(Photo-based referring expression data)

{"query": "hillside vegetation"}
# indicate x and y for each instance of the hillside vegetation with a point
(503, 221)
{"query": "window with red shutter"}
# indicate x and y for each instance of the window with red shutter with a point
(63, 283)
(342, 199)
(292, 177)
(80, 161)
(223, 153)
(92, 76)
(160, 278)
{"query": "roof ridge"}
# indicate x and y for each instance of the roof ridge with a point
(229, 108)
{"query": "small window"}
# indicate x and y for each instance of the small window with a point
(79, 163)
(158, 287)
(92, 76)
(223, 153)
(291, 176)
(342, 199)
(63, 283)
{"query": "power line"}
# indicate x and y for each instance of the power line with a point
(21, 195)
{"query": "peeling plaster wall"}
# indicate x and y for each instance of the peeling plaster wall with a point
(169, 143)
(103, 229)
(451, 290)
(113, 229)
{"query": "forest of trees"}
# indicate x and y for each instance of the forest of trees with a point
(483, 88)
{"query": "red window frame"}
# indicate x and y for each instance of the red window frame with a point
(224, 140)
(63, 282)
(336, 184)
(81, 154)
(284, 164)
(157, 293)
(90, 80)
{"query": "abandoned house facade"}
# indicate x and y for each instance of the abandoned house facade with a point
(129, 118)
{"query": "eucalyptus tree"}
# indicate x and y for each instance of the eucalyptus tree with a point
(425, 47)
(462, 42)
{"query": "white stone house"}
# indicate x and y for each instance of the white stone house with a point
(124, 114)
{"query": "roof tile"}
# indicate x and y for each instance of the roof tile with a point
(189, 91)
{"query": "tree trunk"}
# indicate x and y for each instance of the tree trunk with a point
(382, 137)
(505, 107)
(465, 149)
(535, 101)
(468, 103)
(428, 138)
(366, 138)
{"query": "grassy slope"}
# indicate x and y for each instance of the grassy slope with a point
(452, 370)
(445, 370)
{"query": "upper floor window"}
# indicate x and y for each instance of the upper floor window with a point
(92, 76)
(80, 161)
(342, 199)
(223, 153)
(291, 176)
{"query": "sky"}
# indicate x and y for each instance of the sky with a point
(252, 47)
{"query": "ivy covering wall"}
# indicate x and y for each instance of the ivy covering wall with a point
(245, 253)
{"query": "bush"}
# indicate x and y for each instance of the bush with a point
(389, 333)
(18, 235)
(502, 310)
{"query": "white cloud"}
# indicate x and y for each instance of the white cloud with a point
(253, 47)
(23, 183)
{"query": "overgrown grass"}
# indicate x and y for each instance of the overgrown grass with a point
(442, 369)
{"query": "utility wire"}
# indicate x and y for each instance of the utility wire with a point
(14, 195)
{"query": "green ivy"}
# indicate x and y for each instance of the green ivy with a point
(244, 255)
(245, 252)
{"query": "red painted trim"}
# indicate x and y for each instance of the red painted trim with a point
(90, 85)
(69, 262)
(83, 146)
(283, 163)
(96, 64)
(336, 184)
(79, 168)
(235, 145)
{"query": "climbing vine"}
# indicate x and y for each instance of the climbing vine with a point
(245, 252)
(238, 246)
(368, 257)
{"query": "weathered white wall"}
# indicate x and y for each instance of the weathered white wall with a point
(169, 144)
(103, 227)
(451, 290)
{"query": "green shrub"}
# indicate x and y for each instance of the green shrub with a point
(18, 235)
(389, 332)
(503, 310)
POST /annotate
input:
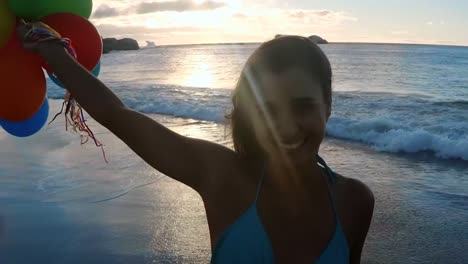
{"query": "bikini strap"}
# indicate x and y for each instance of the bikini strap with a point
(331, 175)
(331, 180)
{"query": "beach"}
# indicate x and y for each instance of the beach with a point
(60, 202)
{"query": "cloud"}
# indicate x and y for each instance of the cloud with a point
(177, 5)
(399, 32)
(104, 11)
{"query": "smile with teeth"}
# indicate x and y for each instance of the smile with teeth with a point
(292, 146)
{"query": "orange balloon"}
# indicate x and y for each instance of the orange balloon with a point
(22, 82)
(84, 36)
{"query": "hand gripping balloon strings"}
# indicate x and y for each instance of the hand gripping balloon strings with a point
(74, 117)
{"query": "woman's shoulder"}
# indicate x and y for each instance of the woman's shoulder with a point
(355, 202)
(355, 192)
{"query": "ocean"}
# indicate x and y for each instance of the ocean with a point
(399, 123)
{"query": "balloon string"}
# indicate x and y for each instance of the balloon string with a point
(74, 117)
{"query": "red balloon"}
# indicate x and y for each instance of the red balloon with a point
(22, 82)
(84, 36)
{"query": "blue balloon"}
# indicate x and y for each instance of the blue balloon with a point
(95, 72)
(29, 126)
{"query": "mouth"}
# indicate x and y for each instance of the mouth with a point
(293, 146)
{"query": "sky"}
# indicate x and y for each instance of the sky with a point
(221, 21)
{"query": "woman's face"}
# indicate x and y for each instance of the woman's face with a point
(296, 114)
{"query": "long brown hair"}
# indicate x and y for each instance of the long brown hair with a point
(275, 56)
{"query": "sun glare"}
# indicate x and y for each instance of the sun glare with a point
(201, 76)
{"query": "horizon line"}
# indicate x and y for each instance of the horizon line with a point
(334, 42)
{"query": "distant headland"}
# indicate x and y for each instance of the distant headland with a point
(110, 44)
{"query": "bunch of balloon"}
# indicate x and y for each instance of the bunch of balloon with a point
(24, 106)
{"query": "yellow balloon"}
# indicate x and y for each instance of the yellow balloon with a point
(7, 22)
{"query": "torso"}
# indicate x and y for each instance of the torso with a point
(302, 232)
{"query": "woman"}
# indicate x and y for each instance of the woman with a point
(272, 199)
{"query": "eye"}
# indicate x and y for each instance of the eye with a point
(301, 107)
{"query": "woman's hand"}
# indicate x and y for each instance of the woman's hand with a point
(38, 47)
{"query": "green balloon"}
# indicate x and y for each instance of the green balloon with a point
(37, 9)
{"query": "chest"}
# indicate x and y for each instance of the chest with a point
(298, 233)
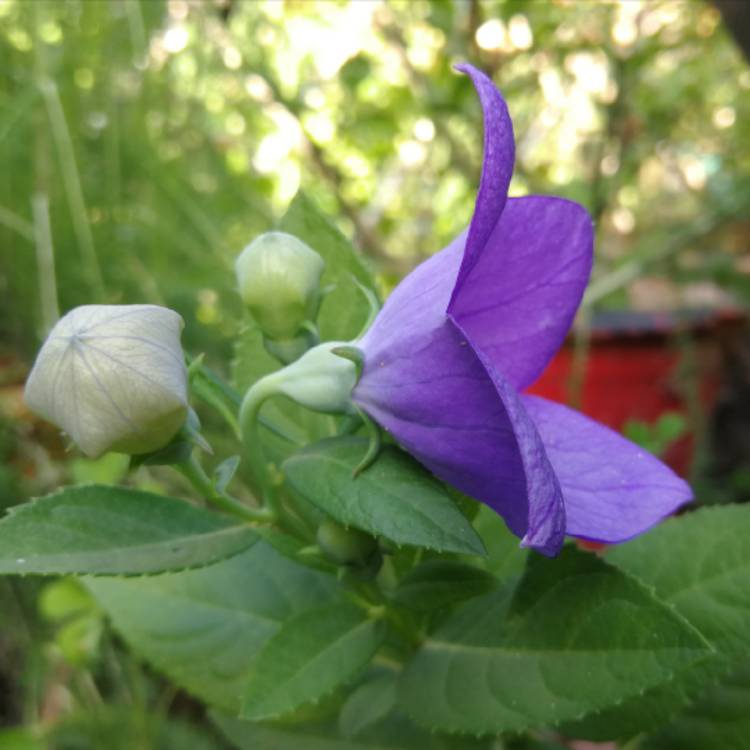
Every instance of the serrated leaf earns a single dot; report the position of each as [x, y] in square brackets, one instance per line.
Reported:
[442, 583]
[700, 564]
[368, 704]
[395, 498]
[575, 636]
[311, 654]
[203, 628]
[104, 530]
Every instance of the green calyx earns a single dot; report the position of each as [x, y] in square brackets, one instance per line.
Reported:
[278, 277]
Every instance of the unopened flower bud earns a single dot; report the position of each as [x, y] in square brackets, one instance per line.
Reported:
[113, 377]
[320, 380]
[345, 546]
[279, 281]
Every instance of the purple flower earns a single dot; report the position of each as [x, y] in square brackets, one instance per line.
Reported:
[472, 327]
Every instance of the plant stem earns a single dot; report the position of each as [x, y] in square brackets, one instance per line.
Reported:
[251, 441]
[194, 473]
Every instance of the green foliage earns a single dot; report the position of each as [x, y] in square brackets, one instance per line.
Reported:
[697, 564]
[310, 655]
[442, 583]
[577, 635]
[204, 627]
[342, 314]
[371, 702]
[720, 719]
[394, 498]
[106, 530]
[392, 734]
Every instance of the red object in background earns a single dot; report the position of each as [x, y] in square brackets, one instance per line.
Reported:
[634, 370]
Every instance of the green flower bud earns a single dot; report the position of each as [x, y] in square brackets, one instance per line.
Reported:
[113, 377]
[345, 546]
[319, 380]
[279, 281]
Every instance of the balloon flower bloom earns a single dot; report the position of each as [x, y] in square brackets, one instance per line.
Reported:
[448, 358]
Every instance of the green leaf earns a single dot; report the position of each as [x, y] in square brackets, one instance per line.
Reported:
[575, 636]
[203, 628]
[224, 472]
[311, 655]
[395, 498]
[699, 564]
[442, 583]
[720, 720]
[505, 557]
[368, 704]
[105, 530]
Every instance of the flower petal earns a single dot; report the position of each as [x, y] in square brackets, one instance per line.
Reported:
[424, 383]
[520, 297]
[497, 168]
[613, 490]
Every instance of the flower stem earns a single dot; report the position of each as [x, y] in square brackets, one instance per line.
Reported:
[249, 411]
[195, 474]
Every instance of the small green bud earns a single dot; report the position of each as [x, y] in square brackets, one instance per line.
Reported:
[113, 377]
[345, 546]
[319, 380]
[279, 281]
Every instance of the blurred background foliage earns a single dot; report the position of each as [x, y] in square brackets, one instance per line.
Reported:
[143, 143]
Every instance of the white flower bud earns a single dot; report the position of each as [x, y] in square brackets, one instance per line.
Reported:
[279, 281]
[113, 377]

● ACTIVITY
Would you output the lines from the one that contains "Every instance of the blurred" to the end of the data, both ends included, exactly as they appear?

● EXPECTED ANSWER
Every instance of the blurred background foliage earns a single dot; report the position of each as [x, y] in square brackets, one instance per line.
Reported:
[143, 143]
Every instance of the white flower bud earns a single dot; report the position of each as [x, y] in square brackets, one instance per line.
Reported:
[279, 281]
[113, 377]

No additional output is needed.